- **Extract to read**
.....

I started watching True Blood when HBO was showing repeats of the first season in the lead up to the premiere of the second season. For a complete recounting of my little obsession with the show please see my other blog, Le Bon Temps. The show made me curious about the series it’s based on, The Southern Vampire Mysteries, by Charlaine Harris, because seeing as I live in Louisiana, where the story is set, it’s hard not to have heard about the books. The local Borders always has a little display them in the “Louisiana fiction” section and the covers were so unique that I came very close to picking them up several times before I caught the True Blood bug.

So I picked up the first book, Dead Until Dark, and started reading. Even though I knew the basic plot of the first novel through watching the show I was completely hooked on this series within the first few chapters. I had just had to read the rest after that. It’s hard not to be in the story: Charlaine Harris has the kind of writing style that is perfect for this kind of fantasy/mystery genre. She really doesn’t waste much time in getting to the action in her books and almost every chapter has it’s own mini-climax with plenty of crazy plot twists.
"I could tell Hugo was convinced that he would get to walk back up these stairs: after all, he was a civilized person. These were all civilized people. Hugo really couldn't imagine that anything irreparable could happen to him, because he was a middle-class white American with a college education, as were all the people on the stairs with us. I had no such conviction. I was not a wholly civilized person."


Enter our protagonist, Miss Sookie Stackhouse, barmaid and reluctant telepath in the small and very fictional town of Bon Temps, whose neighbours have considered her the town crazy since childhood, and who has been hoping, for two years, that she might get to meet a real live vampire. On the very first page of the first novel (I told you, Harris works fast), she gets her wish in the form of Bill Compton, a rather stoic vampire who is attempting to “mainstream”, as the vampires put it, by moving back to his hometown and living amongst its human citizens. Sookie and Bill immediately become romantically entangled and Sookie gets pulled into the rather murky world of vampire politics and intrigue. From that point on the poor girl pretty much gets the crap kicked out of her on a semi-regular basis – seriously, not a single novel passes that doesn’t end with Sookie flat on her back in a hospital somewhere.

.....

- **Provided material**
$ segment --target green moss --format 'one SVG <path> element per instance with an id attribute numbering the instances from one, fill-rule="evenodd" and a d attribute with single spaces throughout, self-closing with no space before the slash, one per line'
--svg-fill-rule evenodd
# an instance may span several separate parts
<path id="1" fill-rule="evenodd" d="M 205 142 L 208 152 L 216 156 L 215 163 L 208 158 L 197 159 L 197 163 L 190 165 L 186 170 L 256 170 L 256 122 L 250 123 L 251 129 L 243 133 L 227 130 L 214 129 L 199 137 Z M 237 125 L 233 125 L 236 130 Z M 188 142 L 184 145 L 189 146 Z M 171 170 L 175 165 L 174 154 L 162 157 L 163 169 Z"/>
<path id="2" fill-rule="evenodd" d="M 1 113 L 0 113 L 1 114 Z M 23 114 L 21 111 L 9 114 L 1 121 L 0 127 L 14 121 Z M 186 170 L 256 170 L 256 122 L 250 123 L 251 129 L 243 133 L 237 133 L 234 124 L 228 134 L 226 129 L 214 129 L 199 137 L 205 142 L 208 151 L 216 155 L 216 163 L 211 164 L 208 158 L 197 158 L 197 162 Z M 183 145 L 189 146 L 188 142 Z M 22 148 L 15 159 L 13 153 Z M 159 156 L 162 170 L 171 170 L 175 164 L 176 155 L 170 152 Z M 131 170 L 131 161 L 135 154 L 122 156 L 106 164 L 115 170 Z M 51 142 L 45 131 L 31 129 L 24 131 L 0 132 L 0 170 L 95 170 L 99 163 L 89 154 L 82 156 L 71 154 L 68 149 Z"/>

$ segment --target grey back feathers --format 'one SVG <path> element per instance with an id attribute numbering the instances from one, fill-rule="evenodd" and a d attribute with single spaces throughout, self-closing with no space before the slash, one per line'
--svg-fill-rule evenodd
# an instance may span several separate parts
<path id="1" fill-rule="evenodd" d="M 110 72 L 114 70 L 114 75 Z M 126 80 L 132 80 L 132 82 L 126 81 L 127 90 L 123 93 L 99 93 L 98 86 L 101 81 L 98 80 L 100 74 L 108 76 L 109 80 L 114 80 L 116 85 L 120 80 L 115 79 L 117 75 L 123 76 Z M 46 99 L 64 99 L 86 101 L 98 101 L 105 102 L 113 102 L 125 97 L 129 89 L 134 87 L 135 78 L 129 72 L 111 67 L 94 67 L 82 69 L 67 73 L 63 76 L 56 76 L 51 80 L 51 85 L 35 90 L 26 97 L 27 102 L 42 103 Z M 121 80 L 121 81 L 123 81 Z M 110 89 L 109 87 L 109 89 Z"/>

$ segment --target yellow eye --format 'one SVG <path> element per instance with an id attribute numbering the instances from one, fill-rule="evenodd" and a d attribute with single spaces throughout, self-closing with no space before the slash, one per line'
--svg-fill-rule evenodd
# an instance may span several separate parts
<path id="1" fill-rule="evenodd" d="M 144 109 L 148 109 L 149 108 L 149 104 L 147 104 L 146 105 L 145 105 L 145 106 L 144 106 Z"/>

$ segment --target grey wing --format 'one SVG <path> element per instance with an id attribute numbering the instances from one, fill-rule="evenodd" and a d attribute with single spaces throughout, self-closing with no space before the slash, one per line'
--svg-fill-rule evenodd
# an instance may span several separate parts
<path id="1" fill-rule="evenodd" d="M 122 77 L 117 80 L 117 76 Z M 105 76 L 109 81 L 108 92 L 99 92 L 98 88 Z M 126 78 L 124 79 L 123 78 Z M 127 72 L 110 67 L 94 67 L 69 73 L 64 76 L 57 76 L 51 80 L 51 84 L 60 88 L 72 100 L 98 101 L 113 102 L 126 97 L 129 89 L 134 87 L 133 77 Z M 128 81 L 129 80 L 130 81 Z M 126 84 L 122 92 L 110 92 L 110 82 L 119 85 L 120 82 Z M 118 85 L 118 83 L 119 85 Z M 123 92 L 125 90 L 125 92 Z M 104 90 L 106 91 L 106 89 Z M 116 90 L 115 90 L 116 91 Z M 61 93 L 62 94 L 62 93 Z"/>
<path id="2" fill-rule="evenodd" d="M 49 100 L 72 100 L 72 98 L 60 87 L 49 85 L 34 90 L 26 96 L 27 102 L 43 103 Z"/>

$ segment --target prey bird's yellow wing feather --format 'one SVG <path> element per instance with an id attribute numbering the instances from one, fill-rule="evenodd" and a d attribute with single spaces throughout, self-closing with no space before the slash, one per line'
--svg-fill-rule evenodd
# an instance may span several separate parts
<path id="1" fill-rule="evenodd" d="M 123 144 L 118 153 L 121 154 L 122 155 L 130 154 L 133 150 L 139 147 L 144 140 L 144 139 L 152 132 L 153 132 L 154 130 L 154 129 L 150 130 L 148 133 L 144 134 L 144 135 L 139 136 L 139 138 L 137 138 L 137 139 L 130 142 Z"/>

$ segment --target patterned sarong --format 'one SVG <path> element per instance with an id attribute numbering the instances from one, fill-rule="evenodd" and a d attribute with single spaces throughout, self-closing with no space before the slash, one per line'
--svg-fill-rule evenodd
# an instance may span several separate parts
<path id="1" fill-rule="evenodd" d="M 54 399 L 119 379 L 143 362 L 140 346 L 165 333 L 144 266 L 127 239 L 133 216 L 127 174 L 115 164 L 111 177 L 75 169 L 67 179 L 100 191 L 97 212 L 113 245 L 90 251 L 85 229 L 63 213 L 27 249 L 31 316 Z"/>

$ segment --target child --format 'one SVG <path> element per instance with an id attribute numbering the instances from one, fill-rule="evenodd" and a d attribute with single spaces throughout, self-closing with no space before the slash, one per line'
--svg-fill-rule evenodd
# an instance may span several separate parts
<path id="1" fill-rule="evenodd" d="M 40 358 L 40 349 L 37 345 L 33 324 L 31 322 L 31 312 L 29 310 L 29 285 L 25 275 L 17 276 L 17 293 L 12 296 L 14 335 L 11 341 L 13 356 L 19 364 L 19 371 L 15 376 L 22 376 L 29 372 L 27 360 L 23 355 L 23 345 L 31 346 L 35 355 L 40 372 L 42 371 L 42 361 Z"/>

.....

- **Task list**
a – Please rewrite the blog post about True Blood, everything from "I started watching" down to "True Blood bug.", swapping "Borders" for "Barnes & Noble".
b – Extend the blog post about True Blood, picking up after its final sentence.

- **Answers below**
a –
I started watching True Blood when HBO was showing repeats of the first season in the lead up to the premiere of the second season. For a complete recounting of my little obsession with the show please see my other blog, Le Bon Temps. The show made me curious about the series it’s based on, The Southern Vampire Mysteries, by Charlaine Harris, because seeing as I live in Louisiana, where the story is set, it’s hard not to have heard about the books. The local Barnes & Noble always has a little display them in the “Louisiana fiction” section and the covers were so unique that I came very close to picking them up several times before I caught the True Blood bug.

b –
What sets the series apart from other mystery or fantasy for me is the humour with which Harris writes all of her characters. Now that I’ve read the books I infinitely prefer the Sookie of the novel to her TV counterpart. It’s no offense against Anna Paquin or the show at all, I just find that they sort of overdo the whole southern charm thing–Sookie sort of ends up coming off as a bit of a bimbo–whereas in the books she still has that polite southern belle element but she’s also sarcastic and increasingly pragmatic about the sort of horrors she is exposed to as the books go on. I like that she’s unflappable.

"'I read a policeman's mind,' I muttered. I snuck a look to see how Eric was taking this, and he was staring at me the same way the Monroe vampires had. Thoughtful. Hungry.
"That's interesting," he said. "I had a psychic once. It was incredible."
"Did the psychic think so?"
Eric laughed. "For a while."

Also there is sex. Lots and lots of sex. That seems to be a real sticker with the book and show–these vampires are very horny. And as we all know, sex can only improve a book J
There are nine books so far plus several shorts stories that fall between the novels and Harris has said there will be at least four more before she finishes with Sookie. I can’t recommend these books more and I can say with complete confidence that this series has absolutely made my year. Read it!